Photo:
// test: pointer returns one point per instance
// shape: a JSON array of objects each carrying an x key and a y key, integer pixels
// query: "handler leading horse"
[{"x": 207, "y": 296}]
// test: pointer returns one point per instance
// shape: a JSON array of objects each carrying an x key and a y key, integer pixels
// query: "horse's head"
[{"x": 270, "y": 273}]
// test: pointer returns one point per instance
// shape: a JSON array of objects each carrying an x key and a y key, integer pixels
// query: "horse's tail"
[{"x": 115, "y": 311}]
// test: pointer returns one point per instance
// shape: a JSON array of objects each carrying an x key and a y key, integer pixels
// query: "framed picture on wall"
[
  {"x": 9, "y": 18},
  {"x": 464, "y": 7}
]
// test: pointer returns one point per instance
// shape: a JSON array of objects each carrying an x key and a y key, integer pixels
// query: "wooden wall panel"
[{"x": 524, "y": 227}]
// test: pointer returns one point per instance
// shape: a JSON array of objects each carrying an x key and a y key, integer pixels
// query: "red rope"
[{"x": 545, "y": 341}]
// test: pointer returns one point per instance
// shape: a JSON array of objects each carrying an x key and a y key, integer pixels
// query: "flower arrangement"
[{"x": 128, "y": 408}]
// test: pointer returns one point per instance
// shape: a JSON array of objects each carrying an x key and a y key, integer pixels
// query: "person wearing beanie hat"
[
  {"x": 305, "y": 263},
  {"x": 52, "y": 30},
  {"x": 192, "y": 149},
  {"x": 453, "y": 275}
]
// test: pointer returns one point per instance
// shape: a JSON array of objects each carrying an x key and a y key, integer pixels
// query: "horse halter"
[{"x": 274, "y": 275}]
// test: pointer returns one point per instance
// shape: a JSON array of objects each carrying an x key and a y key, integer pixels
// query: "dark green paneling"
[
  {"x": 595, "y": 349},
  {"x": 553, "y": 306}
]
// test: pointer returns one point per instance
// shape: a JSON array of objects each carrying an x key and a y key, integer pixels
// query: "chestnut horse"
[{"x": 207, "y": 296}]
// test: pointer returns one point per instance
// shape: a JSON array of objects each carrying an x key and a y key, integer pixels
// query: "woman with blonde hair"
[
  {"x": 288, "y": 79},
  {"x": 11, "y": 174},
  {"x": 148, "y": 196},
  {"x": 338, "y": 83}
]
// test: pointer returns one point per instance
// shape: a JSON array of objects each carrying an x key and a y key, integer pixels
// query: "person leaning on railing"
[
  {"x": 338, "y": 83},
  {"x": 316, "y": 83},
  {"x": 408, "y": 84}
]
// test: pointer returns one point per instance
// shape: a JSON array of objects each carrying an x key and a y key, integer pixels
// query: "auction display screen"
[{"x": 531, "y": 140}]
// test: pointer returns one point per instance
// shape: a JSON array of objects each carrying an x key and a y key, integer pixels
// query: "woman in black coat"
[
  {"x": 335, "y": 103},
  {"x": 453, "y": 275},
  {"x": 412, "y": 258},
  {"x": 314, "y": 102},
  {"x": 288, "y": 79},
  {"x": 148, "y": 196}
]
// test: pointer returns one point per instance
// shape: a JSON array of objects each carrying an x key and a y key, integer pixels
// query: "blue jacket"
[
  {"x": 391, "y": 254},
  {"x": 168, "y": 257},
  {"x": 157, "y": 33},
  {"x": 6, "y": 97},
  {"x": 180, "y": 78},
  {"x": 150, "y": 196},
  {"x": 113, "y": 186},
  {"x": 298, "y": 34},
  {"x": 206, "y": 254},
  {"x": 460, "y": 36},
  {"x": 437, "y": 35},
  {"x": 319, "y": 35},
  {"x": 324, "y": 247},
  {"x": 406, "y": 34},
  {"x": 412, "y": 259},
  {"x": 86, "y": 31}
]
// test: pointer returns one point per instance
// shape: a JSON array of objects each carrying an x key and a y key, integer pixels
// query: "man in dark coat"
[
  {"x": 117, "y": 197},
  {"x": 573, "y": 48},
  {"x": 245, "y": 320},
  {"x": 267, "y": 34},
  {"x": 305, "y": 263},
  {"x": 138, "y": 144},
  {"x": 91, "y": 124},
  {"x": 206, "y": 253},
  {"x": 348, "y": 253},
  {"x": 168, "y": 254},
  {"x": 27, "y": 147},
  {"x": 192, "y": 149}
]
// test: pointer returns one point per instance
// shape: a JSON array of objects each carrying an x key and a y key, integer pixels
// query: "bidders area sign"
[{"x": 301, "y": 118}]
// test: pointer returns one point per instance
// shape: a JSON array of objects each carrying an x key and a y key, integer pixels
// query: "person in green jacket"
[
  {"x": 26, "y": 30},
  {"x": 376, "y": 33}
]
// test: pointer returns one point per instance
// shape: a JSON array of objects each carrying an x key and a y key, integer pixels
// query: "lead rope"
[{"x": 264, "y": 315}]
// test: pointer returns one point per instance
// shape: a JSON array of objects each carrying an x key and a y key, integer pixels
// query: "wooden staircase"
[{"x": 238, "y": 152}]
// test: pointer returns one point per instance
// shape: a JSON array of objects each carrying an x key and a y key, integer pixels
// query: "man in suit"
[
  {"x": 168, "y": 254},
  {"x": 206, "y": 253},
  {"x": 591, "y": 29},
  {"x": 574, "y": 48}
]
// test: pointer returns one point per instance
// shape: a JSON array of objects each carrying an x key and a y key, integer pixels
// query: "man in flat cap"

....................

■ **REQUIREMENT**
All of the material is to be written out exactly.

■ **REPLY**
Photo:
// test: pointer returns one point per instance
// shape: a JSON array of objects each carrying an x key and a y key, integer pixels
// query: "handler leading horse"
[{"x": 207, "y": 296}]
// test: pointer returns one point per instance
// shape: a JSON array of objects each carrying an x key and a y key, integer pixels
// query: "horse's head"
[{"x": 270, "y": 273}]
// test: pointer returns one point per instance
// shape: a JSON array of objects each carrying an x key and a y key, integer pixels
// query: "horse's tail"
[{"x": 115, "y": 311}]
// test: pointer returns one point per instance
// shape: a JSON array of objects each carrying an x key and a y key, integer pixels
// query: "framed picture on wall"
[
  {"x": 9, "y": 18},
  {"x": 464, "y": 7}
]
// test: pointer returns one point per instance
// shape: a JSON array of objects each carrying an x key and a y key, integer pixels
// query: "wooden wall panel"
[{"x": 524, "y": 227}]
// test: pointer returns one point per instance
// shape: a JSON array of objects each carrying an x key and a y key, integer pixels
// query: "red rope"
[{"x": 545, "y": 341}]
// test: pointer returns one point per instance
// shape: a JSON array of objects each carrying an x key and a y key, integer pixels
// query: "flower arrangement"
[{"x": 128, "y": 408}]
// test: pointer returns one point per instance
// shape: a JSON array of objects each carrying an x key and a y key, integer pixels
// query: "person wearing beanie hat"
[
  {"x": 305, "y": 263},
  {"x": 52, "y": 30},
  {"x": 192, "y": 149},
  {"x": 453, "y": 275}
]
// test: pointer returns one point per instance
// shape: a JSON array of objects each carrying an x key and a y key, integer pixels
// query: "horse halter"
[{"x": 274, "y": 275}]
// test: pointer returns one point per instance
// shape: a JSON array of objects each carrying an x key and a y key, integer pixels
// query: "dark green paneling"
[
  {"x": 595, "y": 349},
  {"x": 553, "y": 306}
]
// test: pointer returns one point per instance
// shape: a JSON array of objects each carrying an x key and a y key, integer pixels
// query: "chestnut horse"
[{"x": 207, "y": 296}]
// test: pointer returns one point per instance
// shape: a JSON array of objects each carrying an x key and a y key, integer pixels
// query: "woman with blonde hair"
[
  {"x": 288, "y": 79},
  {"x": 11, "y": 174},
  {"x": 148, "y": 196},
  {"x": 338, "y": 83}
]
// test: pointer returns one point per instance
// shape: a JSON array of objects each carrying an x key and a y key, integer pixels
// query: "person leaning on railing"
[
  {"x": 338, "y": 83},
  {"x": 316, "y": 83},
  {"x": 408, "y": 84}
]
// test: pointer returns one point per instance
// shape: a JSON array of objects each carrying an x key and a y key, integer pixels
// query: "auction display screen"
[{"x": 531, "y": 140}]
// test: pointer returns one point per instance
// shape: a JSON array of objects each carrying an x key and a y key, integer pixels
// query: "woman in black coat"
[
  {"x": 335, "y": 103},
  {"x": 453, "y": 275},
  {"x": 412, "y": 258},
  {"x": 314, "y": 102},
  {"x": 288, "y": 79},
  {"x": 148, "y": 196}
]
// test: pointer returns one point per instance
// shape: a JSON array of objects each carrying an x key and a y key, integer pixels
// query: "blue jacket"
[
  {"x": 391, "y": 254},
  {"x": 168, "y": 257},
  {"x": 157, "y": 33},
  {"x": 6, "y": 97},
  {"x": 180, "y": 78},
  {"x": 150, "y": 196},
  {"x": 113, "y": 186},
  {"x": 298, "y": 34},
  {"x": 206, "y": 254},
  {"x": 460, "y": 36},
  {"x": 437, "y": 35},
  {"x": 319, "y": 35},
  {"x": 324, "y": 247},
  {"x": 406, "y": 34},
  {"x": 412, "y": 259},
  {"x": 86, "y": 31}
]
// test: pointer returns one point per instance
// shape: a JSON array of objects each carrying an x key and a y key, integer pixels
// query: "man in dark coat"
[
  {"x": 117, "y": 197},
  {"x": 573, "y": 48},
  {"x": 245, "y": 320},
  {"x": 267, "y": 34},
  {"x": 305, "y": 263},
  {"x": 138, "y": 144},
  {"x": 91, "y": 124},
  {"x": 206, "y": 253},
  {"x": 348, "y": 253},
  {"x": 168, "y": 254},
  {"x": 27, "y": 147},
  {"x": 192, "y": 149}
]
// test: pointer returns one point per instance
// shape: a JSON array of objects each carrying an x key and a y key, integer pixels
// query: "bidders area sign"
[{"x": 301, "y": 118}]
// test: pointer returns one point per instance
// shape: a JSON array of objects each carrying an x key and a y key, integer pixels
// query: "person in green jacket"
[
  {"x": 26, "y": 30},
  {"x": 376, "y": 33}
]
// test: pointer returns one point per instance
// shape: a JSON array of objects each carrying an x key and a y key, integer pixels
// query: "lead rope"
[{"x": 264, "y": 315}]
// test: pointer returns one point per instance
// shape: a JSON array of objects each carrying an x key and a y key, integer pixels
// query: "wooden staircase"
[{"x": 238, "y": 152}]
// test: pointer returns one point per instance
// shape: a JSON array of objects each carrying an x key and a y key, integer pixels
// query: "man in suit"
[
  {"x": 168, "y": 254},
  {"x": 206, "y": 253},
  {"x": 591, "y": 29},
  {"x": 574, "y": 48}
]
// test: pointer returns one point per instance
// shape: a JSON array of objects each carrying an x key and a y key, integer pixels
// query: "man in flat cap"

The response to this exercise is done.